• **SOURCE**
▬▬▬▬▬▬
11 March 2013

quandries of life

I don't like hate, it's such a life-sapping emotion. It takes time and energy and makes you focus on something you don't even like... I do get angry though, and I'm furious with the husband.
 
Poor madam is STILL upset about his flying visit last week. She had to be forced to school again today and I feel so frustrated. I know she loves school, all her friends and her teacher but at the moment all she wants is to be with me. She is seeing monsters in the dark again and we'd got past that. She hasn't spent a whole night in her bed since he visited. And although she always comes into my bed in the morning it's usually 7am not midnight.
 
She seemed to have been under the idea that as daddy had been in the house then he'd be staying. All children want their parents together, I understand that, but it's just not going to happen. And she's obviously been thinking about why daddy isn't with mummy any more as she's gone back to telling all and sundry that daddy punched mummy. I had hoped we wouldn't have to go through that again.
 
I'm struggling to know what to do for best for her, I'm convinced that keeping to her routine as much as possible is the best thing for her. The more she sees that her world is still the same the better it is for all of us. I've been letting her do the things that she seems to need to help keep her safe, she took Pat-a-cake her cat to school with her today. But I'm going to have to let the real world back in soon. She can't learn to wallow, it'll not be good for her in the long run. I need to help her learn that it's ok to be upset but that we have to get on with things at the same time. It feels too young to teach her that, but I guess she was always going to learn it eventually.
▬▬▬▬▬▬
• **SUPPLIED RECORDS**
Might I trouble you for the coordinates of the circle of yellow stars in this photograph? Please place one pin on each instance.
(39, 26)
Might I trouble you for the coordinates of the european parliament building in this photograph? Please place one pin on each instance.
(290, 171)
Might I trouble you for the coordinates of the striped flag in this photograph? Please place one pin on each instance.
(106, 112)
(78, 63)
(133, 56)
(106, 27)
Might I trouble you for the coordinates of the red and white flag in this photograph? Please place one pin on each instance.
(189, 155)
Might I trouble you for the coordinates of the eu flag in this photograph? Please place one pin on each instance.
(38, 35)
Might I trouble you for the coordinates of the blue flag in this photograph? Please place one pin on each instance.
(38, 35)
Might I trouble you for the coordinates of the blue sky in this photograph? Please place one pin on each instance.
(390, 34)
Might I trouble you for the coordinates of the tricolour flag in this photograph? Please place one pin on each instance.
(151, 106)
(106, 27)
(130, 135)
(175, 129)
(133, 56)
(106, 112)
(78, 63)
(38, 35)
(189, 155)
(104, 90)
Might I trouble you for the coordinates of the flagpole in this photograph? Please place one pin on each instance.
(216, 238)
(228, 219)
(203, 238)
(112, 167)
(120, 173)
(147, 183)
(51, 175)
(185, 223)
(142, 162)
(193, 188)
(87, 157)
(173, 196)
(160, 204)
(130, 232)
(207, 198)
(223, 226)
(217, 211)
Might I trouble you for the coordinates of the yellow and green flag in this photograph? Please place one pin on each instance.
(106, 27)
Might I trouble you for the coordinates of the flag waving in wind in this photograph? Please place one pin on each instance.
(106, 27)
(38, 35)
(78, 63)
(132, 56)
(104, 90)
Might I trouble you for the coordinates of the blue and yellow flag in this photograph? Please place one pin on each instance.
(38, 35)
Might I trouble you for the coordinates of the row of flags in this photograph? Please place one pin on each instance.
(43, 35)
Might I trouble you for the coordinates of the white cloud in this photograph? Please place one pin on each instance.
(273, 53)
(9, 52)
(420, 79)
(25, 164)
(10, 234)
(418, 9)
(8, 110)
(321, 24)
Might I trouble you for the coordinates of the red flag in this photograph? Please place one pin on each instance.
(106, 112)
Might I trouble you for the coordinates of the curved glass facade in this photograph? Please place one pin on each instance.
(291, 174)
▬▬▬▬▬▬
• **PROBLEM TO SOLVE**
Can you extend the diary entry about the young daughter upset by her father's visit, starting right after its last sentence?

• **TASK RESULT**
 
And now I've started thinking about what would happen if I weren't here for her any more. Because, obviously, I intend to always be there and always be her mummy, but what if something were to happen to me? I've said many times that I really need to get a will sorted out but I haven't as yet. So where would madam go if I weren't here, because I know who her other parent is... I don't even know if I get to make that choice. My real desire would be that she could go and live with lovely V as I know that she'd carry on where I've left off (though maybe with a bit more focus on tidying ;)). However, I think that would take her too far from all her family and the life that she knows so then my next choice would be my older brother, but he's about to move a long way away as well. (sad face)
 
I wouldn't want to leave her to my parents as I'd rather she was with people more my age. I think she would probably end up with her Scarborough based godmother, she has experience with kids but won't be having any of her own. Madam loves her to tiny bits and gets on well with the two children that her husband has. And Scarborough isn't so far away that they couldn't make sure she stayed in pretty regular touch with her nanna and grandpa.
 
It would be nice if I didn't have to think about these things at all, and as I said I'm not sure whether I actually get much say in the whole thing. But I don't want her to end up with her dad as he's proved himself incapable time and again. I'd be worried he'd take her back to Nigeria to palm her off on one of his sisters to look after and then my parents would never see her again.
 
I really could do with consulting a lawyer about it all. I need to see one to get my divorce in the pipeline too...
 
Ugh, too much heavy stuff today. My brain is just working triple time. I'll be ok, really. And I know that madam will too :)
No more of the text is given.